[Data shown]:

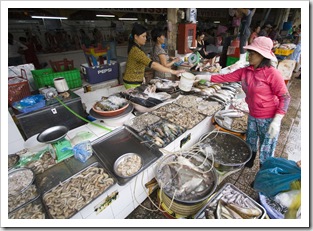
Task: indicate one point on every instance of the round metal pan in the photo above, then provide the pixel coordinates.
(220, 123)
(52, 134)
(121, 159)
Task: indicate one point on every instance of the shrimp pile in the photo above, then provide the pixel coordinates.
(66, 199)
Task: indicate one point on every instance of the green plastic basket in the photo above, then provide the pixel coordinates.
(45, 77)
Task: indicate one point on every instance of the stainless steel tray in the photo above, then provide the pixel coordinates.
(218, 195)
(111, 146)
(34, 209)
(96, 164)
(23, 194)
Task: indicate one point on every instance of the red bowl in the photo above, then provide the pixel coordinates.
(110, 113)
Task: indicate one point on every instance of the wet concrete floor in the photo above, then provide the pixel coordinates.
(289, 146)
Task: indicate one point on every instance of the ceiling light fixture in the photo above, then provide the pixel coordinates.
(49, 17)
(128, 19)
(105, 15)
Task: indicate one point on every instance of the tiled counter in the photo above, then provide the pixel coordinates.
(134, 192)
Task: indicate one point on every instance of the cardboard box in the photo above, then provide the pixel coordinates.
(100, 73)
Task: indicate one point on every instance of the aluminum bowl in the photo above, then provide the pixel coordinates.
(16, 177)
(170, 179)
(110, 113)
(52, 134)
(122, 159)
(12, 160)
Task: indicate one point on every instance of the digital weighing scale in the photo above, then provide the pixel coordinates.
(60, 148)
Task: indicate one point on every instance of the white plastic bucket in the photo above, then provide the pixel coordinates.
(186, 81)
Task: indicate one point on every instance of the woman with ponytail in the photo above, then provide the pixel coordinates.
(137, 60)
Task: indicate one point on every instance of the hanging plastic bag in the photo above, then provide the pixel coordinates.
(276, 175)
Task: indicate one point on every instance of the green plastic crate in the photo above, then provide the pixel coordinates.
(231, 60)
(45, 77)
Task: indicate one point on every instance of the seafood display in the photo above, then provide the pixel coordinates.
(232, 119)
(146, 95)
(128, 165)
(164, 84)
(231, 203)
(240, 124)
(33, 210)
(19, 200)
(205, 107)
(69, 197)
(186, 178)
(140, 122)
(19, 180)
(240, 104)
(161, 133)
(184, 117)
(228, 151)
(12, 160)
(42, 164)
(110, 103)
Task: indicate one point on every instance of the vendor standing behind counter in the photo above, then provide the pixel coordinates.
(159, 54)
(137, 60)
(266, 95)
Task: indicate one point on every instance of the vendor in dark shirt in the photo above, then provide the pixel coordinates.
(137, 59)
(201, 45)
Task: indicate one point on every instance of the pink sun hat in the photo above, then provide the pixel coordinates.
(262, 45)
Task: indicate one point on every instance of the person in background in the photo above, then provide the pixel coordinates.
(254, 34)
(265, 30)
(137, 60)
(296, 55)
(16, 50)
(274, 33)
(159, 55)
(201, 45)
(266, 95)
(84, 39)
(98, 37)
(30, 53)
(246, 18)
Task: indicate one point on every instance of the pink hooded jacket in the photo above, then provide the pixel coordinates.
(266, 91)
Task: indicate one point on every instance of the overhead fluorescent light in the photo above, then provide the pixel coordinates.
(105, 15)
(49, 17)
(128, 19)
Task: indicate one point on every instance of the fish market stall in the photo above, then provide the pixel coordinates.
(159, 125)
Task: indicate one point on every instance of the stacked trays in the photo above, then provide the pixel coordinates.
(231, 203)
(198, 104)
(23, 199)
(70, 196)
(31, 210)
(155, 130)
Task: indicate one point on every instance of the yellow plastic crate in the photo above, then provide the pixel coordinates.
(284, 52)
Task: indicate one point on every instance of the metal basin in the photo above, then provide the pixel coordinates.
(111, 146)
(186, 183)
(230, 152)
(52, 134)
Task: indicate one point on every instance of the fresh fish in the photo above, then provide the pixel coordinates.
(247, 213)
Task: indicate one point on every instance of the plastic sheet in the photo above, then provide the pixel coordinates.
(276, 175)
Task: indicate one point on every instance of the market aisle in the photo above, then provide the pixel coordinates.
(289, 146)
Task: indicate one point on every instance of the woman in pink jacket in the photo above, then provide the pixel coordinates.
(266, 95)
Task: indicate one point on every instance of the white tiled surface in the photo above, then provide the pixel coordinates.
(15, 139)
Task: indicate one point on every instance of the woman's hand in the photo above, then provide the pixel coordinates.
(177, 72)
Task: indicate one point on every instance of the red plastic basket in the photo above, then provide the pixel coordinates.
(20, 90)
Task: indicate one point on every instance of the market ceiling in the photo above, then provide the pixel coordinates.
(90, 13)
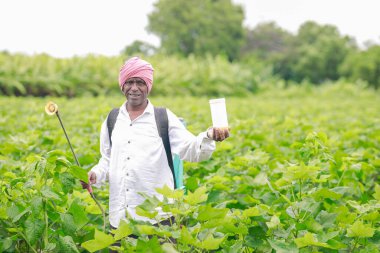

[Problem statement]: Rewrite all of the entries above, replacing "the photo above" with "the image shown" and keeping everything else the same. Omit the pictures from your answer.

[Task result]:
Task: indicate one point on every instance of the round metal pan in the image shown, then provide the pixel coordinates.
(220, 123)
(52, 134)
(121, 159)
Task: indicate one point on every instance of the shrimp pile in the image shown, then provide the pixel coordinates.
(66, 199)
Task: indicate one point on every instance of the green plastic basket in the image shown, then provide the pixel coordinates.
(45, 77)
Task: indicate one point on every instance of the stainless steel tray in the image shown, then provide the pixel coordinates.
(218, 195)
(111, 146)
(34, 209)
(96, 164)
(23, 194)
Task: indicate one point on every instance of the red bowl in the image shown, then provide the pixel coordinates.
(110, 113)
Task: indicate one point on every instance of the wet concrete floor in the image shown, then provide the pixel coordinates.
(289, 146)
Task: indicate one point on every instance of the ceiling light fixture in the image shown, then provide the pixel coordinates.
(49, 17)
(128, 19)
(105, 15)
Task: indicate one point on every instance of the tiled counter in the image shown, then provide the pixel coordinates.
(134, 192)
Task: indicate one point on every instance of the cardboard box in the image shown, then provide the pixel coordinates.
(100, 73)
Task: indicate one point on every instance of the aluminum bowl in the image shown, then provide the pixel coordinates.
(16, 177)
(170, 179)
(110, 113)
(52, 134)
(122, 159)
(12, 160)
Task: indicate one point on every instance of the digital weighing scale in the image shown, then provide the pixel coordinates.
(60, 148)
Task: indicate one point on every instance of the white plastic bucket in the image shown, then provide the pixel coordinates.
(186, 81)
Task: indicate one point on every instance of the woman with ponytail in the image shown, then provide the pixel coordinates.
(137, 60)
Task: indicate one point on every instance of the hanging plastic bag in the image shown, then provide the pixel coordinates.
(276, 175)
Task: indicate one point on every instance of the green plastic crate in the image shown, then provide the pixel coordinates.
(231, 60)
(45, 77)
Task: indicate one point on every instance of the seafood display in the image shown, then provide the pixel coordinates.
(232, 119)
(146, 95)
(128, 165)
(164, 84)
(231, 203)
(240, 124)
(33, 210)
(19, 200)
(205, 107)
(69, 197)
(186, 178)
(140, 122)
(19, 180)
(240, 104)
(161, 133)
(184, 117)
(228, 151)
(12, 160)
(42, 164)
(110, 103)
Task: indicate one point on every instance of the vendor standing behind counter in the image shown, then provide the pixel coordinates.
(159, 54)
(137, 60)
(266, 95)
Task: indicate one point on every instance of the vendor in dark shirt in the image shown, then provide the pixel coordinates.
(137, 59)
(201, 45)
Task: indicate one point on every instance of the pink sun hat in the image shown, then provide the pixel coordinates.
(262, 45)
Task: indicate one point on every instance of the person in background in the image shown, then provide the pixel coordinates.
(254, 34)
(265, 30)
(137, 60)
(296, 55)
(16, 50)
(274, 33)
(159, 55)
(201, 45)
(266, 95)
(84, 39)
(98, 37)
(30, 53)
(246, 18)
Task: indicate one point on every instance of the pink hooded jacket in the image shown, then provide the pixel coordinates.
(266, 91)
Task: indicate one point on every instance of the overhead fluorescent light in the image shown, then provide the pixel coordinates.
(105, 15)
(49, 17)
(128, 19)
Task: indicate one point on every instance of the fish market stall in the image shown, then provide the pixel coordinates.
(159, 125)
Task: indicate one point on every instance of the stacked trays in the image shown, then provide the pixel coordinates.
(231, 203)
(198, 104)
(23, 199)
(70, 196)
(31, 210)
(155, 130)
Task: indicate one point on every instance of the yellow plastic crate in the image shown, then provide the pixel coordinates.
(284, 52)
Task: indicate one point on every instance of the metal basin in the image shown, then provide the pixel coordinates.
(111, 146)
(186, 183)
(230, 152)
(52, 134)
Task: indicate one point on every instance of the fresh fish in the image shown, then provide the pixel coordinates.
(247, 213)
Task: indicate one point on every instance of the plastic sheet in the image shown, then provide the pixel coordinates.
(276, 175)
Task: indicate one point on every instance of the market aisle in the image shown, then provide the pixel coordinates.
(289, 146)
Task: indicate one point on every instance of the woman in pink jacket in the image shown, then provide the pixel coordinates.
(266, 95)
Task: indicate one point on every instance of the white tiled surface in the image shown, then provide the pixel coordinates.
(15, 139)
Task: indicate one point on every instance of the woman's hand in the image shown, then provide the pixel coordinates.
(177, 72)
Task: indicate one point on every instance of the red plastic basket in the image shown, then provide the pixel coordinates.
(20, 90)
Task: indicate one point on every instance of the market ceiling in the image shown, then provide the pixel coordinates.
(90, 13)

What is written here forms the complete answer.